─── 给定清单 ───

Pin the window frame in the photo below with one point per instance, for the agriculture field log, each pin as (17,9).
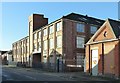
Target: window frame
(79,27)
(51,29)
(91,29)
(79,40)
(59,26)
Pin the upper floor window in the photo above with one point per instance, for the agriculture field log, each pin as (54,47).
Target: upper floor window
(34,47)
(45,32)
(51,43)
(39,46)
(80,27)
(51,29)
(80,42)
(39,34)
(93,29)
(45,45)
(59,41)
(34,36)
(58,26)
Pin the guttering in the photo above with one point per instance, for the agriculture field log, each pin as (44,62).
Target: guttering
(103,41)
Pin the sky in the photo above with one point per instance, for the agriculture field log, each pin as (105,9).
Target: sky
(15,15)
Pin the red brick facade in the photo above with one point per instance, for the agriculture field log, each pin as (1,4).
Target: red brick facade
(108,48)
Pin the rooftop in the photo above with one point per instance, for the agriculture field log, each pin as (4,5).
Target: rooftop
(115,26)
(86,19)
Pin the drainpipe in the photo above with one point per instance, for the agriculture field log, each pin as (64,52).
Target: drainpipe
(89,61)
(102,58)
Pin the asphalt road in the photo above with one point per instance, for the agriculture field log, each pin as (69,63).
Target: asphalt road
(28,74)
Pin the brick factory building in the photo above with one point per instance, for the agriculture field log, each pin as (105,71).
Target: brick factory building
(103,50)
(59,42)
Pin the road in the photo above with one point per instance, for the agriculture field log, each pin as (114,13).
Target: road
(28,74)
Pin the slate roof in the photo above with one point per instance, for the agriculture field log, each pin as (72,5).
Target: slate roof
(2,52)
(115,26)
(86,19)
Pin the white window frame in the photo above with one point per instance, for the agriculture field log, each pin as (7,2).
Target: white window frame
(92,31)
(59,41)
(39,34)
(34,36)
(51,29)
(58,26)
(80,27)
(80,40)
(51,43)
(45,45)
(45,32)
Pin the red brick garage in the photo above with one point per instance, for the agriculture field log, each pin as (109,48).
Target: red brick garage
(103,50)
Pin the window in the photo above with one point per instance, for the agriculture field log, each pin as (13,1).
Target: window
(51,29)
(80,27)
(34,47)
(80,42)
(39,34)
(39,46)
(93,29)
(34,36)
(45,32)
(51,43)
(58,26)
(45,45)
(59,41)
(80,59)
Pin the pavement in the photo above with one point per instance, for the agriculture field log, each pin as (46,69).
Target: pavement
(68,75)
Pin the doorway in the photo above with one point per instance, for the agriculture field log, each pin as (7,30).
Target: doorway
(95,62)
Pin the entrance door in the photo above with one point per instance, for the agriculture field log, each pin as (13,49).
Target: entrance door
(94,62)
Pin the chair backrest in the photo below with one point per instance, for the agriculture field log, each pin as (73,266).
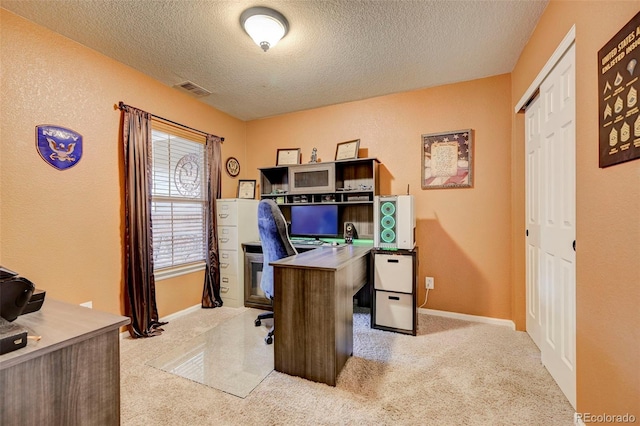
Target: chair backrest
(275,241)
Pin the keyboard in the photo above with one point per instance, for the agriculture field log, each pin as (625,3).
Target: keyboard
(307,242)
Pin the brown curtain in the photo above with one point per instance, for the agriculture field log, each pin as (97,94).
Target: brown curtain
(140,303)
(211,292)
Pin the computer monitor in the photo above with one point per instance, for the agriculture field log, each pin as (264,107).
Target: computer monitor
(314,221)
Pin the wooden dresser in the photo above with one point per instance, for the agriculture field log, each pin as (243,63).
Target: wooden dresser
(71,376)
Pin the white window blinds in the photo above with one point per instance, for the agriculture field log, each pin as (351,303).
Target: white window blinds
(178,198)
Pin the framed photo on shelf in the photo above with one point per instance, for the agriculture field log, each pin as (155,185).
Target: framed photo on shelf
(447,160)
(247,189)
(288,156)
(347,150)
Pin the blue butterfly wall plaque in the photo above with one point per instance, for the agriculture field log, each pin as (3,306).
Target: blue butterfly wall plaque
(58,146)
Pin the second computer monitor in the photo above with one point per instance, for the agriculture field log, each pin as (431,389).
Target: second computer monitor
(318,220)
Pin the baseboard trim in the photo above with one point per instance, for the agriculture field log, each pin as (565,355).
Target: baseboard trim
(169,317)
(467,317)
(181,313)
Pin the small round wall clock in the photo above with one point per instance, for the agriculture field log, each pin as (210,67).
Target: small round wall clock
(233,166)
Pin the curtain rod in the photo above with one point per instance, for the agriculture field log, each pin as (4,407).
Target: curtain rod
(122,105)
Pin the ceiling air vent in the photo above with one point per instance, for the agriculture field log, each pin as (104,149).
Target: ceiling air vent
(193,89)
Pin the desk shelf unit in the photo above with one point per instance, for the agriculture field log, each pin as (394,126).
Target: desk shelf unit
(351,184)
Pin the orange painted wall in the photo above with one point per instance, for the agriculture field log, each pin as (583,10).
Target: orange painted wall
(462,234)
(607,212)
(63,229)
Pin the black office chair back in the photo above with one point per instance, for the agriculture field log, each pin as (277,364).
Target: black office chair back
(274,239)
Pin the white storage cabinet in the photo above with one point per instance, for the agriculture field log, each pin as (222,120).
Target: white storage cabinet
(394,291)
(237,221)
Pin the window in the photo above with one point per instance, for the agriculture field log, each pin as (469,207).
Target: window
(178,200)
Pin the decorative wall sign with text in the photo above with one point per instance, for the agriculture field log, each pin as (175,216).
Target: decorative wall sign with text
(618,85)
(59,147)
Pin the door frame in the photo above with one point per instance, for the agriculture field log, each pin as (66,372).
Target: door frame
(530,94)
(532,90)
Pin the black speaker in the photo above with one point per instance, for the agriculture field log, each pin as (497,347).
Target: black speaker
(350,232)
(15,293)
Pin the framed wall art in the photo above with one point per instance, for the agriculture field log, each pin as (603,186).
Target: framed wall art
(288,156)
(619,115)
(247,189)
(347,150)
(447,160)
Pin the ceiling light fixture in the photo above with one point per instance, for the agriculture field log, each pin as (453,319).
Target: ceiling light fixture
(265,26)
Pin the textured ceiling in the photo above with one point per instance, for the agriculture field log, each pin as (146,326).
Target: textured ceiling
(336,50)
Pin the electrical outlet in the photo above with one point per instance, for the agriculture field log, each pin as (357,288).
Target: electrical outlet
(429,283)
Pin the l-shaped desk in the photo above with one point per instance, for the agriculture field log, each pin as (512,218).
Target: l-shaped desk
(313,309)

───
─── 给定清单 ───

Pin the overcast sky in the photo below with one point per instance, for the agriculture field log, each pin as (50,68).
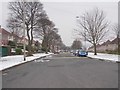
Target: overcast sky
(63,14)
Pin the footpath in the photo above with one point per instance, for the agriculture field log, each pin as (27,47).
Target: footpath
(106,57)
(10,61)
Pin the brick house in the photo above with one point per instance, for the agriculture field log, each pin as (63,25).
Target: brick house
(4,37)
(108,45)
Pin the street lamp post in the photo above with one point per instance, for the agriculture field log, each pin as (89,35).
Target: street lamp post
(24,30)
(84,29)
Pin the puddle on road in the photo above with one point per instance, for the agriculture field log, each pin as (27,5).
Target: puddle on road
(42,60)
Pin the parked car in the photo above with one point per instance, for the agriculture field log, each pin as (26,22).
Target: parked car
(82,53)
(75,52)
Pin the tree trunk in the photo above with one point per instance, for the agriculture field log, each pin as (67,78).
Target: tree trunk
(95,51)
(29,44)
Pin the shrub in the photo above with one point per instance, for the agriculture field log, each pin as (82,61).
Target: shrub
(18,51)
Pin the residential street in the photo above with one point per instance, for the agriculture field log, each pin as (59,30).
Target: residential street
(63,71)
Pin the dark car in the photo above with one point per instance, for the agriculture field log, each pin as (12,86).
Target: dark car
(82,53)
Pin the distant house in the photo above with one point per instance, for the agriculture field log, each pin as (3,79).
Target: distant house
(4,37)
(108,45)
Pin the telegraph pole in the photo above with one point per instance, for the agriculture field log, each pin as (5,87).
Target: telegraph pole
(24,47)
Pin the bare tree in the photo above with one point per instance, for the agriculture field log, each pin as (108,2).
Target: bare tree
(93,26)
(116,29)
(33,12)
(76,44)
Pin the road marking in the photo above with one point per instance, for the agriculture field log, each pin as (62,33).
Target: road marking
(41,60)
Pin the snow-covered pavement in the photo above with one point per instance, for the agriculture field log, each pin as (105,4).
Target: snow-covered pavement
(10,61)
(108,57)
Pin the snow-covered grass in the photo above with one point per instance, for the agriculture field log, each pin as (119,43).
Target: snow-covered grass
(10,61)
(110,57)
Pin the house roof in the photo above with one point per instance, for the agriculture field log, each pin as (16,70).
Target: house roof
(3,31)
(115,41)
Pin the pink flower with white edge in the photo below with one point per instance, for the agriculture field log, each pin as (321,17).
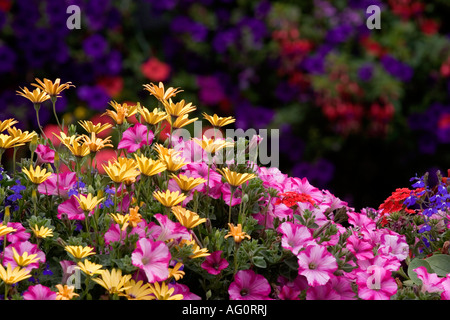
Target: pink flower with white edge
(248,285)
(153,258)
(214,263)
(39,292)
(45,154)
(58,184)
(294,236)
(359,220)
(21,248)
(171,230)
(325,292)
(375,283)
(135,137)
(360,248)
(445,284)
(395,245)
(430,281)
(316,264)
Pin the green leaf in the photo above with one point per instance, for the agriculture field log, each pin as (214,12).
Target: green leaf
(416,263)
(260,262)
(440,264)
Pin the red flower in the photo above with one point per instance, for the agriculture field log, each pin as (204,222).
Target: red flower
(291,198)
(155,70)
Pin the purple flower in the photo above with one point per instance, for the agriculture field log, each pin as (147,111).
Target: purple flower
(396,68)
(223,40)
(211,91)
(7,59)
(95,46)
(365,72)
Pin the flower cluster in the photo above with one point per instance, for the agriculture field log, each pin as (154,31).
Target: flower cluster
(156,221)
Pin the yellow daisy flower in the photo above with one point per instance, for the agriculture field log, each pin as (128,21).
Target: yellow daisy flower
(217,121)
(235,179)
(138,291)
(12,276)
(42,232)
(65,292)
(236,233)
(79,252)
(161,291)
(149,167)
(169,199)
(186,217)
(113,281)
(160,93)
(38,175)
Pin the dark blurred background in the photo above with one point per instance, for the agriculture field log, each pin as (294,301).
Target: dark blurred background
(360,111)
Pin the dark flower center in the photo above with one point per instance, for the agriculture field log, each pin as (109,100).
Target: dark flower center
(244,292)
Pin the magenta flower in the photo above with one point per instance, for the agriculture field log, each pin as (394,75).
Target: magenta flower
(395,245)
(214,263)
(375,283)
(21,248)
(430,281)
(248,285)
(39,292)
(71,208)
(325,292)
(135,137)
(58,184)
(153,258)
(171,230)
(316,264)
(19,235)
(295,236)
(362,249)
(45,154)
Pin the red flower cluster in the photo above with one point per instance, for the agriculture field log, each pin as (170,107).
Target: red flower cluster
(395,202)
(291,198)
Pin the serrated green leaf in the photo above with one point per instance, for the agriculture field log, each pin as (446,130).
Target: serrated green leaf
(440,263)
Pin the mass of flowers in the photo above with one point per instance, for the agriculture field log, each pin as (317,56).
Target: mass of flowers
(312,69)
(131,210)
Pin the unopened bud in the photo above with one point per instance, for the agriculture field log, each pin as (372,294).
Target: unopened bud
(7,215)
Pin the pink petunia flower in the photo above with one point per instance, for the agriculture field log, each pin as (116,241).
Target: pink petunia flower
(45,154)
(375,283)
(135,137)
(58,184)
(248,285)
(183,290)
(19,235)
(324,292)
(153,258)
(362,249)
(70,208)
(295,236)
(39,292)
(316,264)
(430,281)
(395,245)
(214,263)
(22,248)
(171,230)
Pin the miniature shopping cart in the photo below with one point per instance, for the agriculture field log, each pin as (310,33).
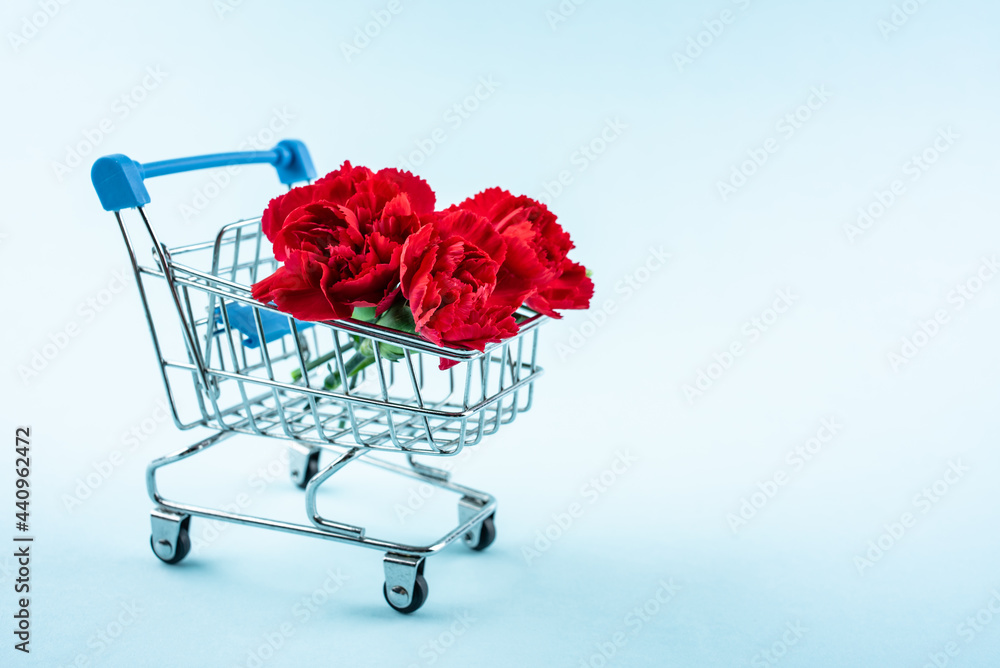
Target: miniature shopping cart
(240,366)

───
─── 给定清单 ───

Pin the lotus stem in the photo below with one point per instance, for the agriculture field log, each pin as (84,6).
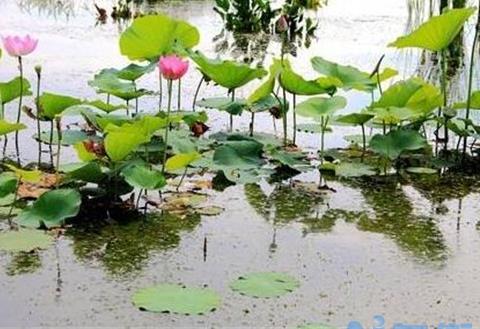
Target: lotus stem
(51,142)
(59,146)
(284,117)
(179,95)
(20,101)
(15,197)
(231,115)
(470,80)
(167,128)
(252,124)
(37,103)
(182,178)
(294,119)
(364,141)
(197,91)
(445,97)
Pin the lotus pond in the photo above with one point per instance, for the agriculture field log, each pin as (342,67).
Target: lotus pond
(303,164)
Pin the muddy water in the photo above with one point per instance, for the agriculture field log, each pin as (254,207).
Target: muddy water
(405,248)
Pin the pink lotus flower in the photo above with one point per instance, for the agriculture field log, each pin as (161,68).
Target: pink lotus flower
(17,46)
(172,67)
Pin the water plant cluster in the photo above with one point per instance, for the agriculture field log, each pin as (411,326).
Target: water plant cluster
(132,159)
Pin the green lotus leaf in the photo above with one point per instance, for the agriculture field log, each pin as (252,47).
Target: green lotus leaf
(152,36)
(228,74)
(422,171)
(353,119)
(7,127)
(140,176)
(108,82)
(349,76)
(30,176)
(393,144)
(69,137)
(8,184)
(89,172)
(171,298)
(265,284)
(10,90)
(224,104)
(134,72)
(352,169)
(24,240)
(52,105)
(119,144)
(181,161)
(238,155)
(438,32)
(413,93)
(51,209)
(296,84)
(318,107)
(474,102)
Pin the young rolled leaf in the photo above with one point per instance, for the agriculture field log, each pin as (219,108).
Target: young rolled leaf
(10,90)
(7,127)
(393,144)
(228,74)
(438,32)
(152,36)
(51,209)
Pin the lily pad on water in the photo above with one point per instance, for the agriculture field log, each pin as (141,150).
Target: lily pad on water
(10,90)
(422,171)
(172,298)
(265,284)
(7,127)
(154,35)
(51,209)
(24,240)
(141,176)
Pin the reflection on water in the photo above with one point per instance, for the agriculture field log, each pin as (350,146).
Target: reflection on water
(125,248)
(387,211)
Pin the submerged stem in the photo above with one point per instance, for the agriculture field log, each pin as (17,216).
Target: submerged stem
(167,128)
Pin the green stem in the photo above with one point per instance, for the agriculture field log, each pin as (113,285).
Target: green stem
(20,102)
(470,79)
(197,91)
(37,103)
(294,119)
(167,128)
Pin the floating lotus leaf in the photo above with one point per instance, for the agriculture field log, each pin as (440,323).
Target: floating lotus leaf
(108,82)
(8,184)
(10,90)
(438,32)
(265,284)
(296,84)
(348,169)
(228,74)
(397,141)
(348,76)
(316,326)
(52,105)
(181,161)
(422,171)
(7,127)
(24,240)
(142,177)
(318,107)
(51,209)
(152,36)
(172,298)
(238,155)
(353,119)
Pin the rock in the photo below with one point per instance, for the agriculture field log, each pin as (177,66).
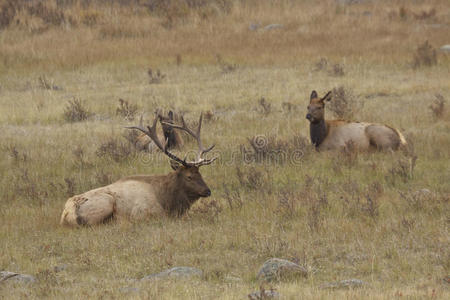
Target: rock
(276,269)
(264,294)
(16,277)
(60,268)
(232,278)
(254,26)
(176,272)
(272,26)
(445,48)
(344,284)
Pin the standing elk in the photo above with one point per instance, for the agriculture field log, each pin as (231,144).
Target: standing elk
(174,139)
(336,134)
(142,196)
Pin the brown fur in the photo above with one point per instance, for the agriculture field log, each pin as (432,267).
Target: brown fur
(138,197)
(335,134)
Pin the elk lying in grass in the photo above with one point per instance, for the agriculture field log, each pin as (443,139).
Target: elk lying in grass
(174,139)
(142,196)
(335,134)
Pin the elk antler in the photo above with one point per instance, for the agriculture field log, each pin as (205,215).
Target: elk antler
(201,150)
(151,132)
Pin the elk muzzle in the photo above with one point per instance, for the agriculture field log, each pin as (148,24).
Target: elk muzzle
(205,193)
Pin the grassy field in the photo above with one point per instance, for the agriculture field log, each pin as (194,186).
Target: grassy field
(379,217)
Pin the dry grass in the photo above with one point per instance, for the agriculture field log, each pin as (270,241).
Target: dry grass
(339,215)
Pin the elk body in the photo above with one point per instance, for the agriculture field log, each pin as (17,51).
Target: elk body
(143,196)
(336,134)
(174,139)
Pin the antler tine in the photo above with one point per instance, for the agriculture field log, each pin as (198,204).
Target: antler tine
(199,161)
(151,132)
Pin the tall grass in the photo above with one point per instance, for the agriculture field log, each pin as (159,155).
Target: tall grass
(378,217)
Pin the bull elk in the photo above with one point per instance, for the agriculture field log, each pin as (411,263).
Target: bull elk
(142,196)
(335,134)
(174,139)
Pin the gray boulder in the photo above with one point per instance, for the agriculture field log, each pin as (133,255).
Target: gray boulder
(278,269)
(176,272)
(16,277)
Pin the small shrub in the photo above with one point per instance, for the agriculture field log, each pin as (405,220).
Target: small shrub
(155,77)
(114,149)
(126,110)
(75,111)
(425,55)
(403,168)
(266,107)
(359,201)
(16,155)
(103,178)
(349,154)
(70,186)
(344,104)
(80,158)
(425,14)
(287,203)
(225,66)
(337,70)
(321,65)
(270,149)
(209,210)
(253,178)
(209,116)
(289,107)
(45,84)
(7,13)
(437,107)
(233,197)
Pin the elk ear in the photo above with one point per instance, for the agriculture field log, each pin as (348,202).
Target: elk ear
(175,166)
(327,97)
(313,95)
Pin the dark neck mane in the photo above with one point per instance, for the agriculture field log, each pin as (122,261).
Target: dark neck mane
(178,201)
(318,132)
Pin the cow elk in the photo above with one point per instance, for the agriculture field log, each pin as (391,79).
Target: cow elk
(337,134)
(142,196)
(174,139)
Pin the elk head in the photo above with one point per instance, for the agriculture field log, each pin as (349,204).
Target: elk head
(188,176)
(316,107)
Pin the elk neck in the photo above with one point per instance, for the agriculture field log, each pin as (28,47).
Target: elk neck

───

§ 练习题目
上面清单中的哪些行含有字符串“telegraph”？请把这些行逐一列出。

§ 任务答案
Pin the telegraph pole in the photo above with one point per instance, for the agriculture field log, each pin as (5,87).
Target: telegraph pole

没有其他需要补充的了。